Your task | Express the material starting at the line containing "vegetation on cliff visible above." and ending at the line containing "[[178, 58, 238, 211]]" as a two-column CSV headed text and boxes. Use one row per pair of lines, with the first line under text and the line after it under boxes; quote each field and replace any line breaks with spaces.

(Records from a data collection)
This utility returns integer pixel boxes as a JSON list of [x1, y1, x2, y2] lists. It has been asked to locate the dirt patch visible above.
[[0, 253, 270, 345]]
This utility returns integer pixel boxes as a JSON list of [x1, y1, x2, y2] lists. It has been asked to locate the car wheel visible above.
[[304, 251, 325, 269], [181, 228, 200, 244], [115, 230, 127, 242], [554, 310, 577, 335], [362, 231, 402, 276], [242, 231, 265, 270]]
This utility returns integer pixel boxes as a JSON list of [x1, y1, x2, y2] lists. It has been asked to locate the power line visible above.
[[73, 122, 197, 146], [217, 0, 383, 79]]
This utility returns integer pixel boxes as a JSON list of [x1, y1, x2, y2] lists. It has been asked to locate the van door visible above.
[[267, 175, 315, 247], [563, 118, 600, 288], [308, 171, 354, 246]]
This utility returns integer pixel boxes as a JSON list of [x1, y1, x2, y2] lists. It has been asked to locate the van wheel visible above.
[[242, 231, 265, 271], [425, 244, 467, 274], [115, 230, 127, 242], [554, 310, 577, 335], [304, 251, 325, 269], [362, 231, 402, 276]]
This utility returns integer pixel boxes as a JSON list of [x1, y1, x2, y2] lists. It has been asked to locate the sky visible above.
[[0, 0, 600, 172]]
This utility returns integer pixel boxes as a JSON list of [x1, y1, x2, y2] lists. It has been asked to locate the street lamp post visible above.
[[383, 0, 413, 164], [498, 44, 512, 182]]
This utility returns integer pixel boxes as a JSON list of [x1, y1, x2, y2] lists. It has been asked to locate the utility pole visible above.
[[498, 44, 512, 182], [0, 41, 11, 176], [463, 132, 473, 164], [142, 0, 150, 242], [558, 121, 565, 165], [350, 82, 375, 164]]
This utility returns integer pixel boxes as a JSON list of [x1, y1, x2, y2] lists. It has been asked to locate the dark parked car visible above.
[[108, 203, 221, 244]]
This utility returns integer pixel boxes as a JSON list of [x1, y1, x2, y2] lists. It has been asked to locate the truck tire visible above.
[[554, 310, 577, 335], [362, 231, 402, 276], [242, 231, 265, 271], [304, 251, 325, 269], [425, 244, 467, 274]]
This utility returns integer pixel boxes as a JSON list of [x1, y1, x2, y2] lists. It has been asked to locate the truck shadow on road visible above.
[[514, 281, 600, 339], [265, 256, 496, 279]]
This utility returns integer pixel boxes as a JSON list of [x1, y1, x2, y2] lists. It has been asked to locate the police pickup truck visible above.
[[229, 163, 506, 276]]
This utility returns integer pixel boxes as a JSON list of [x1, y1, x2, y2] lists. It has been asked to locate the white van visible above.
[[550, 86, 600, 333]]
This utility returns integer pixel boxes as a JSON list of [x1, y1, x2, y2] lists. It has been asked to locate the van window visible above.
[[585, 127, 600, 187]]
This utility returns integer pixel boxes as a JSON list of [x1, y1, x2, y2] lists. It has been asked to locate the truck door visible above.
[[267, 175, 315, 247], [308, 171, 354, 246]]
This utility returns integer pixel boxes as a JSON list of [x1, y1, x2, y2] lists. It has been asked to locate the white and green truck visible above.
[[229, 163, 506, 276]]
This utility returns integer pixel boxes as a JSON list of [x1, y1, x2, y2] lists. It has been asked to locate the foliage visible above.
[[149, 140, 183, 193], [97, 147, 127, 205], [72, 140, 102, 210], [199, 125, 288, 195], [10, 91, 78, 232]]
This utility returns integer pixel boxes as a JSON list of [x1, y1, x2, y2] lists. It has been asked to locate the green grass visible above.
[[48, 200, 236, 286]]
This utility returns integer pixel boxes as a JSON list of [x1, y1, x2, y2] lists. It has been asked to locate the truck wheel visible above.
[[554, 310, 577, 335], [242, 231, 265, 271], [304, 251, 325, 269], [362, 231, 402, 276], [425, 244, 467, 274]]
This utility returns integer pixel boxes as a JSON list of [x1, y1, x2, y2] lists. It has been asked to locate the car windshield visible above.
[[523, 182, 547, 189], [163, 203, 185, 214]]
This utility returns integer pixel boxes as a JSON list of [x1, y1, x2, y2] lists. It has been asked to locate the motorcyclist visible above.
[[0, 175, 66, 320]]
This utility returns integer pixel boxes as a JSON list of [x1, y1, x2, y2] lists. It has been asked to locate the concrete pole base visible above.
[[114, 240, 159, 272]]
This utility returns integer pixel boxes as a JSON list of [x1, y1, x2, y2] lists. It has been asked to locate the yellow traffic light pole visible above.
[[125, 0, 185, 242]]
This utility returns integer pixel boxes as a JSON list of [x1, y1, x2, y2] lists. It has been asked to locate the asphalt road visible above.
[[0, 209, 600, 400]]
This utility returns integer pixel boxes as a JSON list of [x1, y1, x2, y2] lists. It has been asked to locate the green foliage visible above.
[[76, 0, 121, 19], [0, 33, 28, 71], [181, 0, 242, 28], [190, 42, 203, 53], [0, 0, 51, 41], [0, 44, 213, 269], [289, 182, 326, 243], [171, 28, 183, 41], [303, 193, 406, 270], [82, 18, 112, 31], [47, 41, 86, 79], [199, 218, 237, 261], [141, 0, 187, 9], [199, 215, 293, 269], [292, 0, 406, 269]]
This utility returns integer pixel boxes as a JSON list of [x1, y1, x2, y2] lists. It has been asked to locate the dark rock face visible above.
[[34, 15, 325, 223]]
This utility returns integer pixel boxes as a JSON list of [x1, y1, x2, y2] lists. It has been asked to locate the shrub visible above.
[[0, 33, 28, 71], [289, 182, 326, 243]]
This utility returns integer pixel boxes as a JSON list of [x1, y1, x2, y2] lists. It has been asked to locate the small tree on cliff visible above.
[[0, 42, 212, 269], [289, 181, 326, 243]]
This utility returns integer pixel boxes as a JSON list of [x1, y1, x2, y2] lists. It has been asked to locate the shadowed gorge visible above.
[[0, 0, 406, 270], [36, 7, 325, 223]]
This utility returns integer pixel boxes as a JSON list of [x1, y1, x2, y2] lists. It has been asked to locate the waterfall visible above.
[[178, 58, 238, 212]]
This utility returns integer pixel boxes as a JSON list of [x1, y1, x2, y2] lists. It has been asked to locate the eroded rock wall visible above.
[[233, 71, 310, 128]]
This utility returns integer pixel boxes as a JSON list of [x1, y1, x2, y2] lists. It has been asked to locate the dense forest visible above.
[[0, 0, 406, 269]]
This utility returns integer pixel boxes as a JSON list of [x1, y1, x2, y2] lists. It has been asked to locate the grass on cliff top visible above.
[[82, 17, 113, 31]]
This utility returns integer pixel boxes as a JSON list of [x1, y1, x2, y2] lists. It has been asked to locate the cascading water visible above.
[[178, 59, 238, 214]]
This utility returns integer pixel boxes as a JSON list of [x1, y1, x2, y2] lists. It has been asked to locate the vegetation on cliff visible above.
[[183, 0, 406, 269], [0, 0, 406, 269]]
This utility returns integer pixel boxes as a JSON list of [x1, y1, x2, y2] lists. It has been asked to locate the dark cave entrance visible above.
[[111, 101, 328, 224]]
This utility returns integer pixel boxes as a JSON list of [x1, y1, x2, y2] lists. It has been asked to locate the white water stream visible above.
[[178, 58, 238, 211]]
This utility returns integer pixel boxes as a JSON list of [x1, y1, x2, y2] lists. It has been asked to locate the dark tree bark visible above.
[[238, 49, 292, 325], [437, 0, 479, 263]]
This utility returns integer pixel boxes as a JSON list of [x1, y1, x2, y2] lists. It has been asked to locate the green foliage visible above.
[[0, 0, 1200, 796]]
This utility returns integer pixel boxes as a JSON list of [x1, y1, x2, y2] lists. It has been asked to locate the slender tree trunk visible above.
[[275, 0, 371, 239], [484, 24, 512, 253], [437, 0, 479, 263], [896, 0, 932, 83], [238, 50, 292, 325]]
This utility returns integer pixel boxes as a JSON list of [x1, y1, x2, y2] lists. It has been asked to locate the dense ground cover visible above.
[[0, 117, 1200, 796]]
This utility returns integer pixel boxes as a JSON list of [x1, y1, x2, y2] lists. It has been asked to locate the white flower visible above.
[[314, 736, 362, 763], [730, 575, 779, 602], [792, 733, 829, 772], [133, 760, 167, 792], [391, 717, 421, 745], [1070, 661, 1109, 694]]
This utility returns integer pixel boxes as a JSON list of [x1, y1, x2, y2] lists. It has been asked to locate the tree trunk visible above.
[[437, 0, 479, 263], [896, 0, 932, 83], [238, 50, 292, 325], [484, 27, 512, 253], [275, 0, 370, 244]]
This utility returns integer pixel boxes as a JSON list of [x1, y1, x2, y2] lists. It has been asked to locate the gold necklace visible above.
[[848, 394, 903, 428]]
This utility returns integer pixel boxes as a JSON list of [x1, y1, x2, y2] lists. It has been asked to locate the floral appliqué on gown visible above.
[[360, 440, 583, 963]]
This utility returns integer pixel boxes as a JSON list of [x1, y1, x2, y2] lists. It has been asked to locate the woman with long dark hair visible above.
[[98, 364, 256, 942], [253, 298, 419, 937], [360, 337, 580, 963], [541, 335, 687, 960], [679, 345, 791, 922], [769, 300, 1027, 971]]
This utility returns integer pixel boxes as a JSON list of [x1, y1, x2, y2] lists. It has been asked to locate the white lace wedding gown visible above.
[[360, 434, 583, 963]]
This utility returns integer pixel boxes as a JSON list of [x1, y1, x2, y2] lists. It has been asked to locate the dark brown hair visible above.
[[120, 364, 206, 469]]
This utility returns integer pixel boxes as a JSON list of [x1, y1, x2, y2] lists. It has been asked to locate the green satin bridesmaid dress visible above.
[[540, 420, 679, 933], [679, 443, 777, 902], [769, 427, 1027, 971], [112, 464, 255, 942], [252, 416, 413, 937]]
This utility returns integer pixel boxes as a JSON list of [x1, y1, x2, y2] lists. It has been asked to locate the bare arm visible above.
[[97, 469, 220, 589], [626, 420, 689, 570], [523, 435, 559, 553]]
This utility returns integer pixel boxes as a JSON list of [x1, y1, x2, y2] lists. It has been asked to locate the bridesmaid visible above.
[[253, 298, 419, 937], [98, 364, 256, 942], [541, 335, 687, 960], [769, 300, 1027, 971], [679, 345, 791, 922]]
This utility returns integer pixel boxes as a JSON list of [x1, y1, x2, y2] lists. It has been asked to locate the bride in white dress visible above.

Solution for this exercise |
text,boxes
"This utility returns integer pixel boxes as a JSON list of [x1, y1, x2, y2] lists. It has been asked to locate the vegetation on cliff visible above.","[[183, 0, 406, 269], [0, 0, 406, 269]]"
"This utility returns integer pixel boxes as a JSON list of [x1, y1, x2, y2] lists. It has been asked to locate the dark cave entrance visible above.","[[111, 101, 328, 224]]"
"This utility returns integer pixel boxes as a JSON list of [x1, y1, x2, y2] lists. It has been asked to locate the white water stream visible above.","[[178, 58, 238, 211]]"